**Stated problem**
Print the data exactly as it is given, please.
══ Exercise material ══
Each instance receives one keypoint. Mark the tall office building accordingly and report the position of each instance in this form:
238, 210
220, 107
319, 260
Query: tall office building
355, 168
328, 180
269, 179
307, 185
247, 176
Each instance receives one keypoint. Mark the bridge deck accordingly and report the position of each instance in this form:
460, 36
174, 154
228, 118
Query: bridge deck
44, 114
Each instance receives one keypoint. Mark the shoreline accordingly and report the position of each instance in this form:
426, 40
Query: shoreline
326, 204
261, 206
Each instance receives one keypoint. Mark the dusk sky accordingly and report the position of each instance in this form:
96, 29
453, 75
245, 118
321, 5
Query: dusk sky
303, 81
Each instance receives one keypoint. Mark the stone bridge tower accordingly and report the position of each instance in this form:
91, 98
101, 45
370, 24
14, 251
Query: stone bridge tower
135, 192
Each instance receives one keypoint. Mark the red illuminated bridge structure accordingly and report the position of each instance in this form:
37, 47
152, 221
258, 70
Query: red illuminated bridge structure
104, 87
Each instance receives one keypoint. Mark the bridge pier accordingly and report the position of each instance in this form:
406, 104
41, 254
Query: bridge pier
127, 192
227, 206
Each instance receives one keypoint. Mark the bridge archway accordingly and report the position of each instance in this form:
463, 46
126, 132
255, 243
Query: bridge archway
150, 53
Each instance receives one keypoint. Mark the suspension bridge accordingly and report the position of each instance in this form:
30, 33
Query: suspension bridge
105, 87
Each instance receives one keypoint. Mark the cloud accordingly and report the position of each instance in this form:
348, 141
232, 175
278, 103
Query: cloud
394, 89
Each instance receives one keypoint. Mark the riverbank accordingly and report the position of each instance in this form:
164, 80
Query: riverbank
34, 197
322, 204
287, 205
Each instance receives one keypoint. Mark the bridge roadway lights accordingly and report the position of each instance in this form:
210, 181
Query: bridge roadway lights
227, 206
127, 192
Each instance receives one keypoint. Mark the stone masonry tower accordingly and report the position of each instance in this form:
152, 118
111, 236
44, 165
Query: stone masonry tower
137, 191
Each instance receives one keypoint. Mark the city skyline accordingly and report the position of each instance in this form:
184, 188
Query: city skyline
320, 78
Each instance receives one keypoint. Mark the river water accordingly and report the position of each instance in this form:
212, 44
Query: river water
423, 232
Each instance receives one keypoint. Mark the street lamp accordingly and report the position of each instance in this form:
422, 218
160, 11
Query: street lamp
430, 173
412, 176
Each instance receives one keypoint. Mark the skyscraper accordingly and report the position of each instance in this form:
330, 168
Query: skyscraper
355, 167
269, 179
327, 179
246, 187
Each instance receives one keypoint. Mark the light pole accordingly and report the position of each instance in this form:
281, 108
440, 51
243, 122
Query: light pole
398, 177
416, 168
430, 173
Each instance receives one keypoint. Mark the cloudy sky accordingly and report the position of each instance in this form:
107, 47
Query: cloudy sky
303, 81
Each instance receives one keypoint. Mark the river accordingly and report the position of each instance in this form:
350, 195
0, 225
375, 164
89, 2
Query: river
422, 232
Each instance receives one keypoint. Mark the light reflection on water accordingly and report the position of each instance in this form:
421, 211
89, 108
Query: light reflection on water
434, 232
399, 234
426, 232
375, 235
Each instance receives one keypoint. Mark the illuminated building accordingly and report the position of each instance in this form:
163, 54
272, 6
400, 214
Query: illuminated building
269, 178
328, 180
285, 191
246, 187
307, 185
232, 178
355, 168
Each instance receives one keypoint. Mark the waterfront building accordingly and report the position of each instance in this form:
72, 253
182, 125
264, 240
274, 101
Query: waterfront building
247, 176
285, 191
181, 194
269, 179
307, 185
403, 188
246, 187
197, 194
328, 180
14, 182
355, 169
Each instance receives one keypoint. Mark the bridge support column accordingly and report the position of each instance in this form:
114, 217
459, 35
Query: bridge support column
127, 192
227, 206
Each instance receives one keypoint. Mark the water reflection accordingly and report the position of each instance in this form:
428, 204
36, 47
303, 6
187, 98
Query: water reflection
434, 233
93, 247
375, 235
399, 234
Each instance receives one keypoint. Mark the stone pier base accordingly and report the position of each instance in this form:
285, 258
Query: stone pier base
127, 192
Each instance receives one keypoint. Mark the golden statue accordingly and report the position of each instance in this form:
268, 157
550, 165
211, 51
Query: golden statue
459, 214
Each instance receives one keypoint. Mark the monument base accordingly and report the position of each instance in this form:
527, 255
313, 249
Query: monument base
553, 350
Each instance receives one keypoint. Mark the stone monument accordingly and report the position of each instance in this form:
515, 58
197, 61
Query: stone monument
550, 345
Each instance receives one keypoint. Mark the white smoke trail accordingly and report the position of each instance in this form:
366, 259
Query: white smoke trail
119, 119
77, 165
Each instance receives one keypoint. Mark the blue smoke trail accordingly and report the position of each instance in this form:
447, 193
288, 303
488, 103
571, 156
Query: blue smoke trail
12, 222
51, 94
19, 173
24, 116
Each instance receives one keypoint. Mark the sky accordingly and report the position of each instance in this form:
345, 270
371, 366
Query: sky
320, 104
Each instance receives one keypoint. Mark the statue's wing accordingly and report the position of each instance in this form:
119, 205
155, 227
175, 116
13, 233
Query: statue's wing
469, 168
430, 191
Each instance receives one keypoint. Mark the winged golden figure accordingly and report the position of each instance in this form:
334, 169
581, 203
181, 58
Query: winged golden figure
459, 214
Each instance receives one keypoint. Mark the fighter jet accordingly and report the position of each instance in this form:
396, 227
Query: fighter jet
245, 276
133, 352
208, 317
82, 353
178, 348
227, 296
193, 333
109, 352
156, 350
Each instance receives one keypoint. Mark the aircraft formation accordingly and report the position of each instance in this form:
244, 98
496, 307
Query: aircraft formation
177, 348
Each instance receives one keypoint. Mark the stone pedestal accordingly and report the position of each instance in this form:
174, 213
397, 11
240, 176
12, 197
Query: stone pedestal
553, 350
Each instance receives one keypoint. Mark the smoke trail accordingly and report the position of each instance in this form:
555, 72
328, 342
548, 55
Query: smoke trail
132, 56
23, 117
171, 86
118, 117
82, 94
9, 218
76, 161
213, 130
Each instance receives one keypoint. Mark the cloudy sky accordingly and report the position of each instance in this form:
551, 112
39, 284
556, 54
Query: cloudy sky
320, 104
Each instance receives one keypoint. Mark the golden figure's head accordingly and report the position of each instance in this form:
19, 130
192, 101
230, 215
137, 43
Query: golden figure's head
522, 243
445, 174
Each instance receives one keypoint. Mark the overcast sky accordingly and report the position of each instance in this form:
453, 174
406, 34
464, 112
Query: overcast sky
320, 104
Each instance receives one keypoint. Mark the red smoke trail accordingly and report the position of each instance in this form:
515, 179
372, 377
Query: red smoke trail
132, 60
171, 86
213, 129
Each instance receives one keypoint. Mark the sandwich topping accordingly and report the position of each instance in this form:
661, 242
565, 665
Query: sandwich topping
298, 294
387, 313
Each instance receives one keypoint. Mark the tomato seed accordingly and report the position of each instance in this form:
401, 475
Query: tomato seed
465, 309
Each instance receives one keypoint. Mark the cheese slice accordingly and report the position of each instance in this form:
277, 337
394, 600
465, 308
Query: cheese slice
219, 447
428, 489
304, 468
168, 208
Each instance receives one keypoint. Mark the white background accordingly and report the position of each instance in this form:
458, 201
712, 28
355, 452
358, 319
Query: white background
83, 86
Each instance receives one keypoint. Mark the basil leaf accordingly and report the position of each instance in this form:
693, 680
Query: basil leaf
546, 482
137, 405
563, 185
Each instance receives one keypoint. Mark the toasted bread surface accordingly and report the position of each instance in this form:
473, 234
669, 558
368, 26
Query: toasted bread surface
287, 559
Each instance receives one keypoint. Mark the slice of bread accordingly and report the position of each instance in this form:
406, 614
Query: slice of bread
═══
**Task result**
Each instance receives one keypoint. Mark the tall office building accordingly and report the position of each instance in this form:
238, 210
220, 107
319, 260
Query: tall office building
355, 168
328, 180
269, 179
307, 185
247, 176
Each instance receives one keypoint. Mark the bridge deck accordingly and report the position of each instance in this form:
460, 36
174, 154
228, 118
Query: bridge deck
44, 114
Each instance receives one keypoint. Mark the shoreline accordingly and report the position of each instance in this form:
426, 40
Query: shoreline
326, 204
261, 206
Each instance receives one keypoint. Mark the dusk sky accordingly and report the position of each instance in this form:
96, 29
453, 75
245, 118
321, 5
Query: dusk sky
303, 81
Each instance receives one keypoint. Mark the stone bridge tower accordingly and report the position of each instance in this form:
91, 98
101, 45
370, 24
14, 251
Query: stone bridge tower
135, 192
Each instance receives one keypoint. Mark the red illuminated bridge structure accordingly and report the position of each instance in this form:
37, 47
152, 221
258, 70
Query: red illuminated bridge structure
104, 87
Each instance receives one keypoint. Mark the bridge pier accordingly and report the position of each instance in this form:
406, 104
41, 254
Query: bridge pier
127, 192
227, 206
Each instance receives one keypoint. Mark the bridge archway accordingly and report the position of each instance in this form:
463, 46
126, 132
255, 243
Query: bridge archway
150, 53
Each instance receives one keypoint. Mark the suspension bridge accordingly and report the position of each instance in this form:
30, 33
Query: suspension bridge
105, 87
Each instance receives one keypoint. Mark the cloud accordingly and report the position of each instance in this form:
348, 141
232, 175
278, 103
Query: cloud
394, 89
Each instance receives one keypoint. Mark the riverbank accordingly and report the position of each instance in this form:
164, 80
Query: riverbank
34, 197
322, 204
287, 205
Each instance receives one keypoint. Mark the bridge roadway lights accordingly and report the position of each instance in this form:
210, 181
Query: bridge roadway lights
227, 206
127, 192
Each instance receives one keypoint. Mark the stone masonry tower accordingly and report the position of each instance in this form:
152, 118
111, 236
44, 165
Query: stone masonry tower
137, 191
Each instance receives one keypoint. Mark the city skyline accordingly and report the position of each instance in this form:
184, 188
Query: city skyline
320, 78
Each instance receives one keypoint. Mark the river water accordingly and report the position of each instance in this form:
212, 44
Query: river water
423, 232
Each instance receives one keypoint. Mark the street lamp accordingly and report the position of each instance in this form:
422, 218
160, 11
Query: street lamp
430, 173
412, 176
Each instance receives one keypoint. Mark the skyscraper accordingly and report the position of each instance in this form:
330, 168
Query: skyscraper
355, 167
269, 179
327, 179
246, 187
Each instance receives one keypoint. Mark the light pole accordingly and report the position of each instance in this form:
281, 108
440, 51
243, 122
Query: light pole
398, 177
416, 168
430, 173
Each instance receives one keypoint. Mark the cloudy sky accordingly and report the position of each instance in this form:
107, 47
Query: cloudy sky
303, 81
Each instance receives one keypoint. Mark the river accordingly and report the position of each instance in this form:
350, 195
0, 225
375, 164
89, 2
Query: river
422, 232
Each instance receives one keypoint. Mark the light reflection on water accordingly and report the position of each instance in this form:
421, 211
89, 108
Query: light reflection on water
434, 232
399, 234
426, 232
375, 235
Each instance receives one keypoint. Mark the illuminated building accordingly and report the position of each instance in this form:
163, 54
272, 6
400, 214
Query: illuminated building
269, 178
328, 180
285, 191
246, 187
307, 185
232, 178
355, 168
Each instance receives one keypoint. Mark the waterfront building accordingly and report the position of each instance in this form:
72, 253
182, 125
264, 240
274, 101
Query: waterfront building
247, 176
285, 191
181, 194
269, 179
307, 185
403, 188
246, 187
197, 194
328, 180
14, 182
355, 169
Each instance receives one keypoint. Mark the bridge support column accordingly and report the position of each instance in this form:
114, 217
459, 35
Query: bridge support column
127, 192
227, 206
Each instance receives one keypoint. Mark the water reflection accordingly and report the position of each instance in this form:
428, 204
36, 47
303, 6
187, 98
Query: water reflection
434, 233
93, 247
375, 235
399, 234
Each instance receives one keypoint. Mark the stone pier base accordingly and report the position of each instance in this form:
285, 258
Query: stone pier base
127, 192
Each instance receives one keypoint. Mark the golden statue accordingly and report the position of each instance in this form:
268, 157
550, 165
211, 51
Query: golden statue
459, 214
Each instance receives one keypoint. Mark the monument base accordingly and report the position of each instance in this form:
527, 255
313, 249
Query: monument base
553, 350
Each instance receives one keypoint. Mark the stone monument accordingly and report the position of each instance in this form:
515, 58
197, 61
Query: stone monument
550, 345
Each instance receives one keypoint. Mark the white smoke trail accordingly and report the position of each instance in this form:
366, 259
Query: white smoke trail
119, 119
77, 165
Each instance receives one keypoint. Mark the blue smoke trail accordingly and report the position of each instance in this form:
447, 193
288, 303
488, 103
571, 156
Query: blue smoke trail
12, 222
51, 94
19, 173
24, 116
Each instance receives one keypoint. Mark the sky accordingly and report the position of each instance in this form:
345, 270
371, 366
Query: sky
320, 104
Each instance receives one keypoint. Mark the statue's wing accordingly and report the position of each instance in this form:
119, 205
155, 227
175, 116
13, 233
Query: statue's wing
469, 168
430, 191
Each instance receives one keypoint. Mark the winged golden figure accordingly and report the position of each instance in this form:
334, 169
581, 203
181, 58
Query: winged golden figure
459, 214
Each instance receives one keypoint. Mark the fighter jet accordingly and report the position of each instance in this form:
396, 227
Query: fighter jet
245, 276
133, 352
208, 317
82, 353
178, 348
227, 296
193, 333
109, 352
156, 350
Each instance receives one keypoint. Mark the aircraft formation accordingly and report the position of each instance in this form:
244, 98
496, 307
Query: aircraft formation
177, 348
Each instance receives one keypoint. Mark the stone pedestal accordingly and report the position of each instance in this form:
174, 213
397, 11
240, 176
12, 197
Query: stone pedestal
553, 350
Each instance receives one keypoint. Mark the smoke trail accordingly and report the position of each instance in this form:
555, 72
328, 342
548, 55
Query: smoke trail
132, 56
23, 117
171, 86
118, 117
82, 94
9, 218
76, 161
213, 130
Each instance receives one keypoint. Mark the cloudy sky accordingly and report the position of each instance in this form:
551, 112
39, 284
556, 54
Query: cloudy sky
320, 104
Each instance receives one keypoint. Mark the golden figure's head accordingly and report the position of each instance in this form:
19, 130
192, 101
230, 215
137, 43
Query: golden figure's head
522, 243
445, 174
Each instance receives one keypoint. Mark the overcast sky accordingly and report the position of each instance in this form:
453, 174
406, 34
464, 112
Query: overcast sky
320, 104
Each instance receives one keypoint. Mark the red smoke trail accordingly and report the position of each instance in this form:
515, 179
372, 377
Query: red smoke trail
132, 60
171, 86
213, 129
Each instance receives one keypoint. Mark the sandwich topping accordingly and report the position of each instance in this form:
661, 242
565, 665
Query: sandwich topping
298, 294
387, 313
Each instance receives one keypoint. Mark the tomato seed accordingly and report the position of each instance in this form:
401, 475
Query: tomato seed
465, 309
Each instance receives one keypoint. Mark the cheese slice accordingly and report the position of each instance in this form:
277, 337
394, 600
465, 308
Query: cheese slice
219, 447
428, 489
304, 468
168, 208
Each instance receives one keypoint. Mark the white background accordingly and report the position of each instance in this form:
458, 201
712, 28
355, 452
358, 319
Query: white background
83, 86
Each instance receives one keypoint. Mark the basil leaf accordingly and report the position of each instance in this form:
693, 680
Query: basil leaf
546, 482
137, 405
563, 185
Each instance receives one keypoint. Mark the toasted bread surface accordingly and report the position of each instance in this form:
473, 234
669, 558
368, 26
Query: toasted bread surface
287, 559
Each instance receives one keypoint. Mark the slice of bread accordingly and report the position of each instance in this form:
406, 614
Query: slice of bread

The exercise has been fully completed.